*** DATA SHOWN
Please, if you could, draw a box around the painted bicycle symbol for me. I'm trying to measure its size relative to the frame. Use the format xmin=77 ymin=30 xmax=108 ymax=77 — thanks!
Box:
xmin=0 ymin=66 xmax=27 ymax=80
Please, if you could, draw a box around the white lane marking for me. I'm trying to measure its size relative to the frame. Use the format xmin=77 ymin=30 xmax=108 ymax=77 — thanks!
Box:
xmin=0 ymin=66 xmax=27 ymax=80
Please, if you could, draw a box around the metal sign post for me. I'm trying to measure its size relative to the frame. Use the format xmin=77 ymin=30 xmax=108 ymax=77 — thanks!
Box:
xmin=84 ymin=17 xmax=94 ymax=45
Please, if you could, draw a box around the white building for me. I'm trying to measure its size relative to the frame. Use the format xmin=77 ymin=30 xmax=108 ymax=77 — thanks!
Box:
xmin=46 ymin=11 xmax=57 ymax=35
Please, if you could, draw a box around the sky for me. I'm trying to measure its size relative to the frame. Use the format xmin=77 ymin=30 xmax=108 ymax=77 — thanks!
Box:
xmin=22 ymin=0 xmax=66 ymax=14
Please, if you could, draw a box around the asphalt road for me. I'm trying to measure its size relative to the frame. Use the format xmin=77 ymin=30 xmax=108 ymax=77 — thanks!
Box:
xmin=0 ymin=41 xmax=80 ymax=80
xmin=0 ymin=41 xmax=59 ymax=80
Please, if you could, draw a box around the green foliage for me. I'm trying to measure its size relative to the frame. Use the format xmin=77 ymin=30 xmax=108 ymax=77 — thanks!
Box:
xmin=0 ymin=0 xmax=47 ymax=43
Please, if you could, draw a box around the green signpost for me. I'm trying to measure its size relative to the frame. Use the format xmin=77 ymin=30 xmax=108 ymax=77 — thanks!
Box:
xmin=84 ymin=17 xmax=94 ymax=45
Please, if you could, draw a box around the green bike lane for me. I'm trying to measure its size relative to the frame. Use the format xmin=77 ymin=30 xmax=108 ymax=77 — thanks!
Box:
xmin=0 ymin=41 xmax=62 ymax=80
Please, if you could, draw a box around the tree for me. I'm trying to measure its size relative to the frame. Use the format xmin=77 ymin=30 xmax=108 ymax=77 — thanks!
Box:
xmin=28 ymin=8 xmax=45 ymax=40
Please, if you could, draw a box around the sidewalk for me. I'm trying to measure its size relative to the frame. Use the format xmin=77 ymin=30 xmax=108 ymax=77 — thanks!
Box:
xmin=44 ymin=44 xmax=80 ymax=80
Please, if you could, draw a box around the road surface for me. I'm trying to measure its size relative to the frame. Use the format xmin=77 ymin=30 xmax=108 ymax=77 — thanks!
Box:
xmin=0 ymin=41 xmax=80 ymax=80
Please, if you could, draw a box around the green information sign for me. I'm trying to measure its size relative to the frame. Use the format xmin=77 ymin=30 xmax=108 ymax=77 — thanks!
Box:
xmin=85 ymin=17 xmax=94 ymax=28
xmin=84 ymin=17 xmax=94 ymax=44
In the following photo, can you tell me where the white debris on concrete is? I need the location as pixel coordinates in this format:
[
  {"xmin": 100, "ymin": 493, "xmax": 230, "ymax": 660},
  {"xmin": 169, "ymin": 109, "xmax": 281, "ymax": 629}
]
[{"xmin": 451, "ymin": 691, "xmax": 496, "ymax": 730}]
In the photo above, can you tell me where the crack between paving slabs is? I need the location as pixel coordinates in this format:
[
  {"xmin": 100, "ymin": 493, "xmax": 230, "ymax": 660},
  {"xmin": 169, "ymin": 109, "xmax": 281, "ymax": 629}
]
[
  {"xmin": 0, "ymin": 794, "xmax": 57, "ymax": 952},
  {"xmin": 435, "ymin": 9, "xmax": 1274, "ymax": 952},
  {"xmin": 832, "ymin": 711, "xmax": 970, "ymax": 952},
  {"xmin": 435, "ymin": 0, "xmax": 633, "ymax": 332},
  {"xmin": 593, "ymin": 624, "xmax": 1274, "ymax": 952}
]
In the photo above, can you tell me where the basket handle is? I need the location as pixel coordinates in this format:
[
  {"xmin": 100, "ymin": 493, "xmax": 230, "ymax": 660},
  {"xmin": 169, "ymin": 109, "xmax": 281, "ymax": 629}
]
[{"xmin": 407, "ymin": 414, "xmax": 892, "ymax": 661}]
******
*** DATA SHOWN
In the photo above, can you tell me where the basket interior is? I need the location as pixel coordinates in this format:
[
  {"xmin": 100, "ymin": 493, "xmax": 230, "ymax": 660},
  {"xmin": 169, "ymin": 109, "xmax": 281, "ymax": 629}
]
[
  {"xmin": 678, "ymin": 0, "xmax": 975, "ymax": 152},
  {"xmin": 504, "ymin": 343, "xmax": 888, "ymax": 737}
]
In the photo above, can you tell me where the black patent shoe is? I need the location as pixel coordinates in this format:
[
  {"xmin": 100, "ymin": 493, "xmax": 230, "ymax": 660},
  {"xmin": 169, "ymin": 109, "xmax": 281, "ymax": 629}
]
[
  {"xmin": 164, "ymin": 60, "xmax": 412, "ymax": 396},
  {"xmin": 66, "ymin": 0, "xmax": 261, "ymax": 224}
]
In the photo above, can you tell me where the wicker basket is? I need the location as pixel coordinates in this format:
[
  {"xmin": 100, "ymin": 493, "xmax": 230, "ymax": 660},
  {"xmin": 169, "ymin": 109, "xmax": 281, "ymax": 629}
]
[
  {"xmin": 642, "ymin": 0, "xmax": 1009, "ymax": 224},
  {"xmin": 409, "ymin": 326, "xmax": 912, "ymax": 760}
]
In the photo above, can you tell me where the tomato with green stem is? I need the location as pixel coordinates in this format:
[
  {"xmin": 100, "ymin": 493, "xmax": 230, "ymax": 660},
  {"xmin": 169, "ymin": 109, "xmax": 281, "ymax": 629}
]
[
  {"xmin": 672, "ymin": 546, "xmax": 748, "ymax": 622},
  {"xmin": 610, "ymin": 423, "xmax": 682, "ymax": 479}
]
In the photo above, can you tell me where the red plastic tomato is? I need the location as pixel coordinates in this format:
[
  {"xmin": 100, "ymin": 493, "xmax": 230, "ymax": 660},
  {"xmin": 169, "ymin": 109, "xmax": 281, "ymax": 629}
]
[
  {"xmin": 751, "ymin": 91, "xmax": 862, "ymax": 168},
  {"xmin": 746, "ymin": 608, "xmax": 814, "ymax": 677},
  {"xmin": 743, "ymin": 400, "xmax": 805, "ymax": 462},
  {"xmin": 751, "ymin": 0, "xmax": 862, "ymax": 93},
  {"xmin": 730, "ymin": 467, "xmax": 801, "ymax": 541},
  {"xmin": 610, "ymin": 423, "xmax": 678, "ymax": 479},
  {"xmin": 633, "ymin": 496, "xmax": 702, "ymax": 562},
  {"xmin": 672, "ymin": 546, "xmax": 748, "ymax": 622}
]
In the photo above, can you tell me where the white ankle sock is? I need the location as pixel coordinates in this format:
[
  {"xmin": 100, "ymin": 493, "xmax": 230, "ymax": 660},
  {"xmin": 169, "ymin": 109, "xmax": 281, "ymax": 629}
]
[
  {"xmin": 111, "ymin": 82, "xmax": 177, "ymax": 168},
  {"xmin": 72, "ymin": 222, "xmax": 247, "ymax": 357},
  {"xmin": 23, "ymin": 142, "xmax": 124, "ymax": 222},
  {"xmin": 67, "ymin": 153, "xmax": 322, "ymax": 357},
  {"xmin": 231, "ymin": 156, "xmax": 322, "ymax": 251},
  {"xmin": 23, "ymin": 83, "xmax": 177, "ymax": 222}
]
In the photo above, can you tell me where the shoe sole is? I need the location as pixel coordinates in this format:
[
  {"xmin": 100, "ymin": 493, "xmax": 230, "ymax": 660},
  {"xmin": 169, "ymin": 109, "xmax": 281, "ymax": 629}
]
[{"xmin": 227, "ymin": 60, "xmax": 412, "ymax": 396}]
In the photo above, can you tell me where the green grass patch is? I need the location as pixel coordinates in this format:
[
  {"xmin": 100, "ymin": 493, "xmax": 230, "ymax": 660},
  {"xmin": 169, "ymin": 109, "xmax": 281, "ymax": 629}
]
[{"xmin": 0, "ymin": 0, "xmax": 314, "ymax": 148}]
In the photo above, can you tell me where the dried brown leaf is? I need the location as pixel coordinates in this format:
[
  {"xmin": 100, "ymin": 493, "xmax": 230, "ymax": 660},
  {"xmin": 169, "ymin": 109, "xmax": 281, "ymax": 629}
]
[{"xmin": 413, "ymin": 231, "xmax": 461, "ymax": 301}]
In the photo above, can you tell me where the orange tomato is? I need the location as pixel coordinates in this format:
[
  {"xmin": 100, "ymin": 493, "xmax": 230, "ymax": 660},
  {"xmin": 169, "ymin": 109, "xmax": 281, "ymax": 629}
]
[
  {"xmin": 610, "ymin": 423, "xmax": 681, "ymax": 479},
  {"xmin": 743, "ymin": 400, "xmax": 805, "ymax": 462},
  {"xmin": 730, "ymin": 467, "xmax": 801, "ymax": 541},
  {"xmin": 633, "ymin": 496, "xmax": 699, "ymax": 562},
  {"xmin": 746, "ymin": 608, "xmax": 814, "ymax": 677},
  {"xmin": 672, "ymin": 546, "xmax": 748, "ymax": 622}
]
******
**EXERCISE**
Collect every line in the records above that contains the word "lane", and copy each of those lines in full.

**TASK OUTPUT**
Please, if you could, draw a box around the white lane marking for me. I'm trying to measure its size relative to the frame. Use the format xmin=77 ymin=30 xmax=108 ymax=77 — thanks!
Please, if you could, draw a box around the green bike lane for me. I'm trying to measure its size relative to the frame. Use the format xmin=77 ymin=30 xmax=108 ymax=77 — thanks!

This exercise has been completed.